*Consigne 1:*
Mettez à jour la liste entre la ligne contenant « such as [167,106]. » et la fin de la liste, toutes deux incluses, en remplaçant « Category » par « Class » sans rien changer d'autre. Omettez les images dans votre réponse.

*Passage donné:*
__________________________________________________

Cette métaphore pourra rappeler à certains lecteurs la théorie exposée par Thomas S. Kuhn dans La structure des révolutions scientifiques, et ils n'auront pas tort. Cependant, j'aimerais préciser que ma conception du progrès scientifique s'inspire aussi d'autres auteurs tels Karl Raimund Popper, Paul Feyerabend, Fritjof Capra et, surtout, de l'un des plus grands penseurs du XXe siècle, Arthur Koestler.
Le grand angulaire
Le deuxième instrument dont nous devons nous munir est un objectif grand angulaire qui nous permettra d'observer la totalité du champ dans lequel la science évolue. En effet, on ne saurait isoler la science de son contexte historique, politique, économique et culturel sans perdre de vue l'essence de son développement. De nombreux savants ont eu maille à partir avec les autorités religieuses de leur époque, les idées qu'ils défendaient étant considérées comme sacrilèges. Ainsi, Giordano Bruno laissa sa vie sur le bûcher de l'Inquisition et Galilée, peut-être moins courageux, consentit à renier publiquement ses convictions; tous deux avaient osé mettre en question le géocentrisme de Ptolémée et la cosmologie d'Aristote, que l'Église avait fait sienne. Les autorités politiques n'ont jamais montré beaucoup plus de retenue dans leurs interventions au niveau de la recherche scientifique. Si vous en doutez, je vous recommande de lire Les Barons de l'atome, de Peter Pringle et James Spigelman, qui raconte la terrifiante histoire du projet Manhattan et du développement des puissances nucléaires.
On pourrait penser qu'une intervention aussi directe de l'État et de l'armée dans une activité scientifique est rarissime, mais Staline a imposé à la communauté scientifique soviétique les théories du moujik horticulteur Vladimir Lyssenko parce qu'elles cadraient mieux avec l'idéologie socialiste. Son principal adversaire, l'aristocrate Nicolas Vavilov, qui défendait les théories génétiques de Mendel, fut arrêté et déporté dans un camp de concentration! Et pour ceux qui seraient tentés de croire qu'ici la science échappe à toute influence, il suffit de rappeler que les décisions en matière de recherche et de développement technologique font rarement l'objet de débats dans la population. Or, derrière les divergences entre les expertises écologiste, électro-nucléaire et hydro-électrique, ce sont des visions du monde qui s'affrontent. Cet exemple, situé dans le contexte de la guerre économique que se livrent les nations armées de leur compétitivité, permet de deviner la présence de puissants lobbies technologiques dans l'entourage des décideurs. Il y a lieu de se demander avec Edgar Morin: «Comment une démocratie peut-elle fonctionner, sinon de plus en plus à vide, quand le citoyen est disqualifié par l'expert?»

__________________________________________________

*Entrées fournies:*
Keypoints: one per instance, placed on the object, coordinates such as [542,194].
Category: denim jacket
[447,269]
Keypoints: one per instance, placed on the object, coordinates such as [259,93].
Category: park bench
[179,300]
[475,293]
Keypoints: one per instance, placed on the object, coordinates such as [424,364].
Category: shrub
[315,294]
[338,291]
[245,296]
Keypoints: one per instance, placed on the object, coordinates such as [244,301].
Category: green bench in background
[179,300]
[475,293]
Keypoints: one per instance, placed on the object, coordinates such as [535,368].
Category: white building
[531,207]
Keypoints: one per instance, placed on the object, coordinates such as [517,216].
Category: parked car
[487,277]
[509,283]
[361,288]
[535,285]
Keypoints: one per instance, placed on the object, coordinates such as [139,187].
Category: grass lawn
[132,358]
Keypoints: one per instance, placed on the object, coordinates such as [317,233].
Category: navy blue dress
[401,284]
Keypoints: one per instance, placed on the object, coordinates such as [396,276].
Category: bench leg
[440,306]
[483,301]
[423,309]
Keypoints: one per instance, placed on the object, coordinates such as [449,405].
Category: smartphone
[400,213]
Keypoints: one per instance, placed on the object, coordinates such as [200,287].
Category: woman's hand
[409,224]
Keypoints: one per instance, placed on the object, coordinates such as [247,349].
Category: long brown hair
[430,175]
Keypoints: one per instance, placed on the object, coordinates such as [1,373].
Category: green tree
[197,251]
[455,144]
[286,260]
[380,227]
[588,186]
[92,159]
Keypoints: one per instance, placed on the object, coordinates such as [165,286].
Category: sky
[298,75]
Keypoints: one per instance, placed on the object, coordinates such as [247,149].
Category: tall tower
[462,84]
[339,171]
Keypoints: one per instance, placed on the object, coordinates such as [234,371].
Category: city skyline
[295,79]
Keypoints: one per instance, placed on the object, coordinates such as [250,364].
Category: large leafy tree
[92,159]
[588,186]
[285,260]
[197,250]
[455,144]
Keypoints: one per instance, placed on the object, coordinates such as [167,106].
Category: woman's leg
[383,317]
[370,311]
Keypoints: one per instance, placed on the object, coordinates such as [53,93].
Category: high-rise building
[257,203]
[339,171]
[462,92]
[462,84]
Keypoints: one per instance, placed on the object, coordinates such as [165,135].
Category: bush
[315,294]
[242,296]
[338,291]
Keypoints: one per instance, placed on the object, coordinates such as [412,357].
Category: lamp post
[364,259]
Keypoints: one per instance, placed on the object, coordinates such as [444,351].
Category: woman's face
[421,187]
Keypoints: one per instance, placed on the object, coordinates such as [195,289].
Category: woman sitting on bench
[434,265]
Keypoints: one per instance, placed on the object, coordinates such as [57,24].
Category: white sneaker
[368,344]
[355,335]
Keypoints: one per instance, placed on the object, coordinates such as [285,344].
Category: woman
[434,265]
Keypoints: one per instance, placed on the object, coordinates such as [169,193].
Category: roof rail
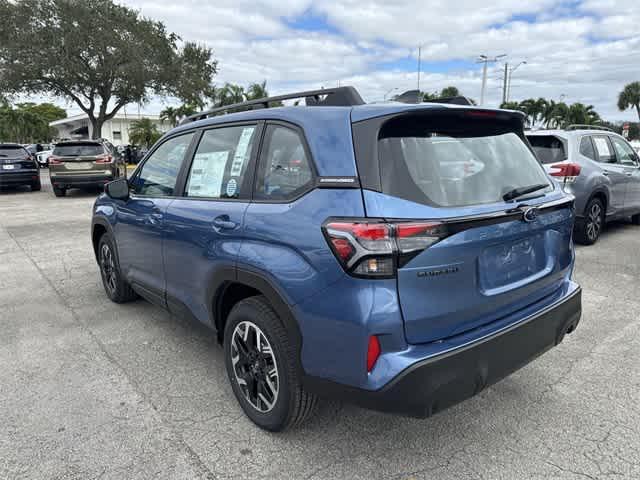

__________________________________________________

*Consigne 2:*
D'après le passage donné, de quels contextes ne saurait-on isoler la science ? Énumérez-les tous.

*Réponse 1:*
Keypoints: one per instance, placed on the object, coordinates such as [167,106].
Class: woman's leg
[383,317]
[370,311]
Keypoints: one per instance, placed on the object, coordinates such as [53,93].
Class: high-rise building
[257,203]
[339,171]
[462,92]
[462,84]
Keypoints: one per instance, placed on the object, coordinates such as [165,135].
Class: bush
[315,294]
[242,296]
[338,291]
Keypoints: one per instance, placed on the object, coordinates such as [412,357].
Class: lamp post
[364,259]
Keypoints: one per instance, placed on the object, coordinates such as [444,351].
Class: woman's face
[421,187]
Keypoints: one per instance, placed on the object, coordinates such as [195,289].
Class: woman sitting on bench
[434,265]
Keypoints: one per instance, placed on the object, coordinates such as [57,24].
Class: white sneaker
[368,344]
[355,335]
Keypoints: one per instance, placed on the object, coordinates such as [285,344].
Class: woman
[434,265]
Keypoints: one per instance, placed on the object, coordinates such as [169,193].
Class: roof rail

*Réponse 2:*
Historique, politique, économique et culturel.